## EXERCISES
1. According to the curator's note, who designed the opening titles sequence of The Rockford Files?
2. Return the stretch of the curator's note from "Curator's Note" through "of 1970s America.".

## EXTRACT
━━━━━━━━━━━━━━━━━━━━━━━━━━━━━━

Revisiting Regionalism: Place-ing the Prime Time Past

Curator's Note

Through the 1970s, academic considerations of TV typically defined the medium negatively, theorizing it according to what it was not. Specifically, theories of TV that emerged from art, architecture, film, theater, and literary studies in this period conceptualized TV as not art, not public, not “masculine” or spectatorial, not interactive, not literate, and not market-transcendent. The Rockford Files (NBC, 1974-1980, Universal TV/Cherokee Productions) is one of several series airing contemporaneously with such writing that explicitly challenged these understandings of TV’s “essential” properties. It suggested a broader televisual field of place-specific, city-set series that actively engaged and reimagined the urban landscape of 1970s America.

 

How might the contemporary era encourage viewers to "time travel" through the streets of America’s urban centers, given past series’ new life on DVD? What new ways of theorizing television (with an emphasis on the "mobile" in "mobile privatization") might open up if we consider how even the most popular of national network television is not necessarily synonymous with "placelessness," "non-space," or the "death" of public life in postwar America?

The opening titles sequence of Rockford—designed by Jack Cole with musical scoring by Pete Carpenter and Mike Post—features Jim Rockford navigating Los Angeles’s freeways (explicitly identifying the 10 freeway, the 101 Hollywood/North, and the 134 to Pasadena), and the city’s surface streets in his Pontiac Firebird (featuring Jim traveling eastbound on Hollywood Boulevard at night, and in Chinatown). Interspersed are shots of Rockford in action as a private investigator and in quieter, everyday, domestic routines.

I submit the opening titles of The Rockford Files to ask: What of the “better view” of mobility and the city offered on television—a view that, as Ernest Pascucci once suggested, might encourage or enable subjective relations otherwise unavailable to the viewer?

Comments

I've actually been thinking a good deal about the role of opening credits, especially in 1970s television, in situating the program and the audience within a particular place. I don't remember all that much about One Day at a Time, but I do remember the signs for Indianapolis shown from the point of view of the Romano family in their car in the opening credits--and the image of Alice and her son heading west in Alice, Mary Richards flinging her hat in downtown Minneapolis, the roommates in Three's Company walking along the beach in Santa Monica. Yet once the credits end, the shows seem to dwell in domestic spaces (or workplaces that double within the narrative as domestic spaces), settings not particularly tied to region or place. I'm wondering to what degree there is a disjuncture between the emphasis of location in the credits and the actual narratives that follow.

━━━━━━━━━━━━━━━━━━━━━━━━━━━━━━

## GIVEN DATA
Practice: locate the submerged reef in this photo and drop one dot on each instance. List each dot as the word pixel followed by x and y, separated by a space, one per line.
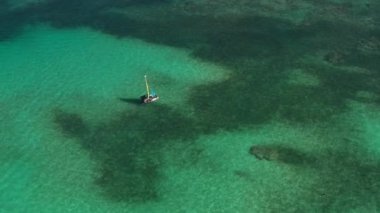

━━━━━━━━━━━━━━━━━━━━━━━━━━━━━━

## EXPECTED ANSWERS
1. Jack Cole

2.
Curator's Note

Through the 1970s, academic considerations of TV typically defined the medium negatively, theorizing it according to what it was not. Specifically, theories of TV that emerged from art, architecture, film, theater, and literary studies in this period conceptualized TV as not art, not public, not “masculine” or spectatorial, not interactive, not literate, and not market-transcendent. The Rockford Files (NBC, 1974-1980, Universal TV/Cherokee Productions) is one of several series airing contemporaneously with such writing that explicitly challenged these understandings of TV’s “essential” properties. It suggested a broader televisual field of place-specific, city-set series that actively engaged and reimagined the urban landscape of 1970s America.